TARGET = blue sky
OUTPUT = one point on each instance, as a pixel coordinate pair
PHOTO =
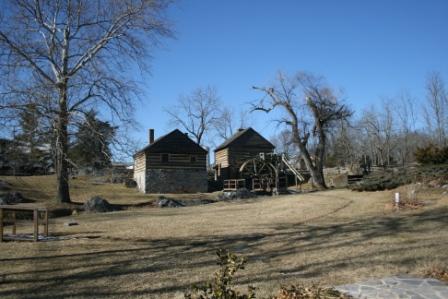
(370, 49)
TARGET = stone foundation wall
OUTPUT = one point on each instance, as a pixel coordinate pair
(176, 180)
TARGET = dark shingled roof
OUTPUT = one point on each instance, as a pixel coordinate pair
(174, 142)
(240, 137)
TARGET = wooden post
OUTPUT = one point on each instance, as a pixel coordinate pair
(1, 225)
(36, 224)
(46, 222)
(13, 222)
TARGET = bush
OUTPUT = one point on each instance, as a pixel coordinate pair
(313, 292)
(222, 285)
(432, 154)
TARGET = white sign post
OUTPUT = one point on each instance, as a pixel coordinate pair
(397, 199)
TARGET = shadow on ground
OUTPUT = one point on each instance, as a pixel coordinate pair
(160, 268)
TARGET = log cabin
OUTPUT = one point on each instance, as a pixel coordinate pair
(172, 163)
(243, 145)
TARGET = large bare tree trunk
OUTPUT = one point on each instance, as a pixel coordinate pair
(63, 194)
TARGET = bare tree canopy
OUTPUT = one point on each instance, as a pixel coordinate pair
(310, 110)
(69, 56)
(229, 121)
(436, 109)
(196, 112)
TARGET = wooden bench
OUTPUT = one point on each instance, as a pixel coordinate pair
(24, 208)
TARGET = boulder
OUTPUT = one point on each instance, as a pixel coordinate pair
(98, 205)
(241, 193)
(11, 198)
(164, 202)
(130, 183)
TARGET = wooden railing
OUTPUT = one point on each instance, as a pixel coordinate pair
(232, 185)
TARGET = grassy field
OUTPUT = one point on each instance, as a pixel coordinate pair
(331, 237)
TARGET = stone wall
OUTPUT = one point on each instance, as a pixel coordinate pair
(176, 180)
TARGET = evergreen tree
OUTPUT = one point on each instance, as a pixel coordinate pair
(92, 143)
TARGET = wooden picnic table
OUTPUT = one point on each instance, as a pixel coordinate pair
(24, 208)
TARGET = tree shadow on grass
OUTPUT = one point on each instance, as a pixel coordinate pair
(157, 263)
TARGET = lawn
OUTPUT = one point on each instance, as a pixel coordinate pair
(332, 237)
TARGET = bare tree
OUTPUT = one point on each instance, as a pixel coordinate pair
(68, 56)
(229, 121)
(436, 111)
(379, 129)
(407, 119)
(310, 115)
(197, 112)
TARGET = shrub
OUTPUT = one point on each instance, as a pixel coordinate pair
(313, 292)
(222, 285)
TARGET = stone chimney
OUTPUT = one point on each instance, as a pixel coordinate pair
(151, 136)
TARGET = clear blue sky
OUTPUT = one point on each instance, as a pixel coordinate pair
(370, 49)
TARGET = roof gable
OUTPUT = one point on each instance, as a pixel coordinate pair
(174, 142)
(246, 138)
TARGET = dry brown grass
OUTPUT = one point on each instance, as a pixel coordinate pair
(331, 237)
(42, 189)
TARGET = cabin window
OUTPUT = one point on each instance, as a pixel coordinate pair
(164, 158)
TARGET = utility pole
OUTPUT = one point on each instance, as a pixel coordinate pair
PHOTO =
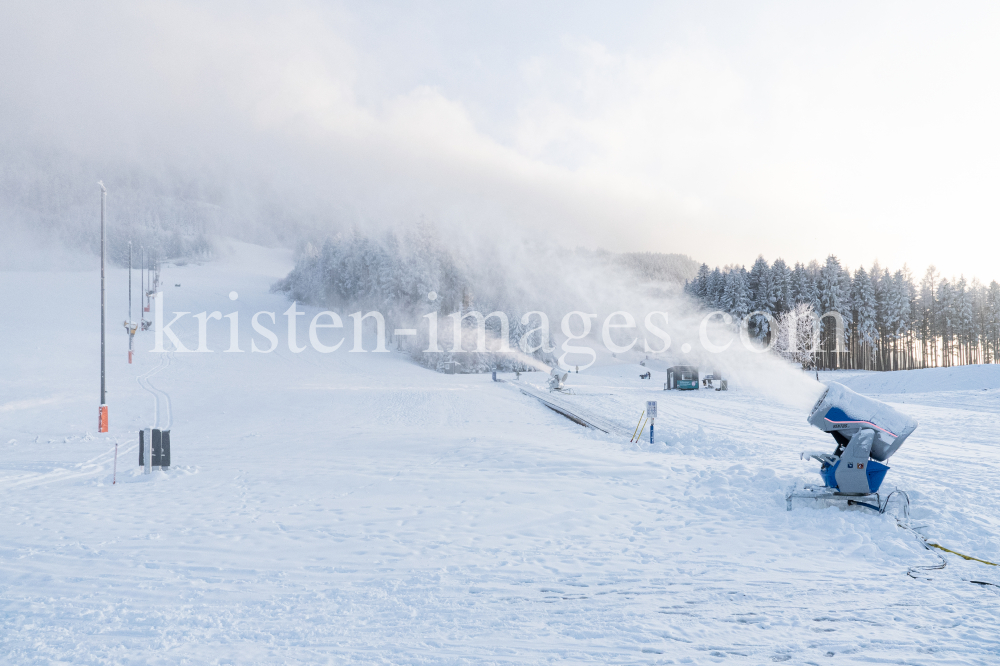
____
- **Exercise requirements**
For this exercise, print all of the entries exactly as they appear, but without pictures.

- **Your solution**
TARGET = blue sky
OUTPUT = one point on each instance, as a pixel coordinate pair
PHOTO =
(370, 49)
TARGET = stone foundation wall
OUTPUT = one point on each instance, as a pixel coordinate pair
(176, 180)
TARGET = dark shingled roof
OUTPUT = one point on each instance, as a pixel coordinate pair
(174, 142)
(240, 137)
TARGET = wooden post
OUTPUT = one point on each instance, as a pixel coordinate pair
(1, 225)
(36, 224)
(46, 222)
(13, 222)
TARGET = bush
OUTPUT = one point on each instance, as a pixel coordinate pair
(313, 292)
(222, 285)
(432, 154)
TARGET = white sign post
OUTPUT = one point on each instance, as a pixel coordinate pair
(397, 199)
TARGET = shadow on ground
OUTPUT = one point on each instance, as a pixel coordinate pair
(160, 268)
TARGET = log cabin
OUTPUT = one point on each instance, as a pixel coordinate pair
(172, 163)
(243, 145)
TARGET = large bare tree trunk
OUTPUT = one point on each instance, as a pixel coordinate pair
(63, 194)
TARGET = bare tree canopy
OUTPUT = one point on each instance, as a pixel coordinate pair
(310, 110)
(69, 56)
(229, 121)
(436, 109)
(196, 112)
TARGET = wooden bench
OUTPUT = one point on each instance, as a pixel coordinate pair
(24, 208)
TARGET = boulder
OUTPUT = one point on each instance, as a pixel coordinate pair
(98, 205)
(241, 193)
(11, 198)
(164, 202)
(130, 183)
TARGET = wooden railing
OUTPUT = one point on each instance, as a pixel coordinate pair
(232, 185)
TARGET = grassy field
OUTPUT = one point on each instance, as a pixel coordinate pair
(331, 237)
TARGET = stone wall
OUTPUT = one point on each instance, as a pixel coordinate pair
(176, 180)
TARGET = evergreen tree
OUTPUT = one point on each instance, as a pixel coordinate pair
(92, 143)
TARGET = wooden picnic table
OUTPUT = one point on each instance, as a pixel coordinate pair
(24, 208)
TARGET = tree shadow on grass
OUTPUT = one point on each instance, as a pixel coordinate pair
(157, 263)
TARGET = lawn
OUTPUT = one point on each instance, as a pixel coordinate pair
(332, 237)
TARGET = bare tree
OUTPUT = one point on each instance, as a pixel coordinate pair
(68, 56)
(229, 121)
(436, 111)
(379, 129)
(407, 119)
(310, 115)
(197, 112)
TARGET = shrub
OUTPUT = one point on each instance, as a pixel coordinate pair
(313, 292)
(222, 285)
TARGET = stone chimney
OUTPUT = one point on each instance, as a pixel coordinate pair
(151, 136)
TARGET = clear blue sky
OUTPUT = one point on each instance, as a pixel coordinate pair
(370, 49)
TARGET = roof gable
OUTPUT = one point on each instance, as a pixel coordinate pair
(174, 142)
(246, 138)
TARGET = dry brown grass
OUTPUT = one point on each instance, as a pixel coordinate pair
(331, 237)
(42, 189)
TARGET = cabin window
OUTPUT = one point on each instance, as a pixel coordinate pair
(164, 158)
TARGET = utility pole
OUTPUT = one point on each instance, as a pixel coordinate pair
PHOTO =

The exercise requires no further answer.